-- start of EXTRACTED INFORMATION --
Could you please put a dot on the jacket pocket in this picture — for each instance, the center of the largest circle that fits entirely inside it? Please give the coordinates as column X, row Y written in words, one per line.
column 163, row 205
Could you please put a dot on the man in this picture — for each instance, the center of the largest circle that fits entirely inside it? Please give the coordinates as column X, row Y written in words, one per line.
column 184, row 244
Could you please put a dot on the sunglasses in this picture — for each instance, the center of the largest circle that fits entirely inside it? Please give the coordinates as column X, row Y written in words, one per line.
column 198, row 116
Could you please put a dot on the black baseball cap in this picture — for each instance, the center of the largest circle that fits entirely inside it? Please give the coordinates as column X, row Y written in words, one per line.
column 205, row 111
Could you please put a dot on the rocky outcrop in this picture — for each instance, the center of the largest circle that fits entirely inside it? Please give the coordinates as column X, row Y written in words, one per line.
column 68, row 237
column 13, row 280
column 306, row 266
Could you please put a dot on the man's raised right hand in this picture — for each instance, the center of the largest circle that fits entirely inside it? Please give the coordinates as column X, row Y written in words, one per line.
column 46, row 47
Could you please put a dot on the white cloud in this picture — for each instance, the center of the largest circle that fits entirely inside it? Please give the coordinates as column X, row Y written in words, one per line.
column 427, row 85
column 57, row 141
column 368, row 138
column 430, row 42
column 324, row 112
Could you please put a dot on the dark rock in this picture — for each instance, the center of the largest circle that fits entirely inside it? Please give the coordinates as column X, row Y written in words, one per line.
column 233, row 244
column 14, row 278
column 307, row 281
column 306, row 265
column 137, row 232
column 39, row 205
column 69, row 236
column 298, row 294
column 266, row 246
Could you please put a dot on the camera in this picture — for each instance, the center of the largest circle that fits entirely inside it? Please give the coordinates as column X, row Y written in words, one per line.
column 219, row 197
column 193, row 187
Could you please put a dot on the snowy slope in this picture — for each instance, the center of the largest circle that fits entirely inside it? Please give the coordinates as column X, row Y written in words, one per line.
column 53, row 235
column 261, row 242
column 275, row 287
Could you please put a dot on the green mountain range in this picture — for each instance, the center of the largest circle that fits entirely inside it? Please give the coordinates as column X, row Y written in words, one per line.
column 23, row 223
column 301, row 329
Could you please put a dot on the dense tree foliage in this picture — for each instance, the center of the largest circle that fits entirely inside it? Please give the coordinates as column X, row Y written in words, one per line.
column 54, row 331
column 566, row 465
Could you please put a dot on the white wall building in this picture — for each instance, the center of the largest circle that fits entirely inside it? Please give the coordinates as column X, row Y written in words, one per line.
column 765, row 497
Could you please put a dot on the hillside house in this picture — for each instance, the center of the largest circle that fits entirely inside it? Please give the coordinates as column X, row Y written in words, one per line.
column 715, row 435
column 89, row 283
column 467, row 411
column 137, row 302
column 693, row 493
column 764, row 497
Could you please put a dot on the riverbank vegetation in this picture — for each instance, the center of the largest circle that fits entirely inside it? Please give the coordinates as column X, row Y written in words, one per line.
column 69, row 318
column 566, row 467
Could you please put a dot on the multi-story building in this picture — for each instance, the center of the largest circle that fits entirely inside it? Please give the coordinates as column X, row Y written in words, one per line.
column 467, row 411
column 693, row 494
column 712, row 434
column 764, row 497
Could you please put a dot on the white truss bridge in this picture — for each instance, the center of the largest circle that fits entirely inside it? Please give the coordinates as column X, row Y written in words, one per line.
-- end of EXTRACTED INFORMATION --
Starting at the line with "Could you please put a dot on the green", copy every line up to and including the last one in the entries above.

**ANSWER TO THE TASK**
Could you please put a dot on the green mountain range in this picture — for each instance, the center of the largest circle that fits entirely inside it? Please give the coordinates as column X, row Y written in words, one per line.
column 23, row 223
column 301, row 329
Could you please put a dot on the dense tree foliage in this picture — for each instance, the center of the largest circle that fits entirely inside it? Please give the coordinates as column X, row Y written in words, one per line.
column 54, row 331
column 566, row 465
Could you please put a dot on the white wall building in this picture — for each instance, the center of the largest circle that fits entirely inside it? Please give the coordinates as column X, row Y written in words, one per line.
column 765, row 497
Could you please put a dot on the hillside house in this picture — for each instance, the center of the largest circle that fits entirely inside it? Please give the coordinates as column X, row Y written in words, one per line.
column 715, row 435
column 89, row 283
column 467, row 411
column 137, row 302
column 693, row 493
column 764, row 497
Could you please put a dot on the riverbank vegetation in this picture — for each instance, the center of the largest circle that fits entirely inside it? Please give the coordinates as column X, row Y written in words, one per line.
column 69, row 318
column 566, row 467
Could you please put a dot on the multi-story building in this picture — for each instance, the center of the largest circle that fits entirely inside it? Please give the coordinates as column X, row Y written in words, one per line.
column 467, row 411
column 693, row 494
column 712, row 434
column 764, row 497
Could you please put a dot on the white truss bridge in this picture — for each instance, the center of the largest circle that fits entirely inside it? Please give the coordinates as column X, row Y written in words, one per line.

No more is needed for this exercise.